# [DESCRIPTION OF THE TASK]
Please rewrite the lines starting at the one containing "of the wispy" and ending at the last line, putting "widest part" wherever "thickest part" appears and changing nothing else.

[Pointing and labeling entries]
+++
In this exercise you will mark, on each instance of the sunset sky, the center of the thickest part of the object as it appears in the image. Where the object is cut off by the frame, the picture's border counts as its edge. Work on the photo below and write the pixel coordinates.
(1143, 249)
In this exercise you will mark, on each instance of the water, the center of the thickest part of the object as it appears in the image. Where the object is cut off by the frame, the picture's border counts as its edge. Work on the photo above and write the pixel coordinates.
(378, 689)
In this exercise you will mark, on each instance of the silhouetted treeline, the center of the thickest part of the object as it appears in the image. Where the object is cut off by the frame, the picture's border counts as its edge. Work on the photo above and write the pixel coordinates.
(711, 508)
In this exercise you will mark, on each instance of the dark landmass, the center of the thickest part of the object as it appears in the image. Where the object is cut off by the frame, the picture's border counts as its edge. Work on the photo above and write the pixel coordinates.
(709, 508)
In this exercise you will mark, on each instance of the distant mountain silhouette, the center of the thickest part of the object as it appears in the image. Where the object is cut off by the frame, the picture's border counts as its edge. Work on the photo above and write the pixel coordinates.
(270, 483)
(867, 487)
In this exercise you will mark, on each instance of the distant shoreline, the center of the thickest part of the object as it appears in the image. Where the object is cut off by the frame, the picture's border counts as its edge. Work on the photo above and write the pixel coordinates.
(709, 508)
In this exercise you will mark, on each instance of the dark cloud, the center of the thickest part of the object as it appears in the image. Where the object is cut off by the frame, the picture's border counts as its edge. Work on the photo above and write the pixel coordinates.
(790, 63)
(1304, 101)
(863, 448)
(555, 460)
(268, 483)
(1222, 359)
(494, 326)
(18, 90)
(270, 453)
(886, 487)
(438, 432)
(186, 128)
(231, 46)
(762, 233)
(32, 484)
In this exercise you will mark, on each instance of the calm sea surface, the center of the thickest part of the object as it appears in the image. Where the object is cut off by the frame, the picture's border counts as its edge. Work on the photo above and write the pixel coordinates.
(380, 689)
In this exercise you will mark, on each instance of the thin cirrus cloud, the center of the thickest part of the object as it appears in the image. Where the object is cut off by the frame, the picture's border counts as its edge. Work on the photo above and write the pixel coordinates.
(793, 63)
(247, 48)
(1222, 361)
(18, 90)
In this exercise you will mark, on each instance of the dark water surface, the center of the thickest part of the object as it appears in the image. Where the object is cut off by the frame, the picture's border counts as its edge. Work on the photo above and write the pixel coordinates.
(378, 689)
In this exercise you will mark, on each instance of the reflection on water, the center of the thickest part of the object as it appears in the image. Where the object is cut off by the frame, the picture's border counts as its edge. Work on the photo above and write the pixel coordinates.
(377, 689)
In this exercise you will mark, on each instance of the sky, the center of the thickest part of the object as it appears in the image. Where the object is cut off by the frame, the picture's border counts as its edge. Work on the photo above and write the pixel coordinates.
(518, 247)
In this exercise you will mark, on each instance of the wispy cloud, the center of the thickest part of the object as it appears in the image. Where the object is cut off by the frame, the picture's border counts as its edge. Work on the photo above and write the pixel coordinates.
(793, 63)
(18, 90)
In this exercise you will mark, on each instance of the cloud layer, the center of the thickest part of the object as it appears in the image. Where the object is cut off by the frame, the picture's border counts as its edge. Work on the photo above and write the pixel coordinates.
+++
# [REPLY]
In this exercise you will mark, on each instance of the wispy cloud, the center of the widest part of the object as it appears in the image. Where the object is cut off by the frame, the picture's border counts as its edge. Work on the photo above and write the pixel coordinates.
(793, 63)
(18, 90)
In this exercise you will mark, on each instance of the cloud layer, the center of the widest part of the object as it appears in the image. Where the object is cut off by the frame, the picture's border counts as its edge. Work on the photo above and write the pixel coordinates.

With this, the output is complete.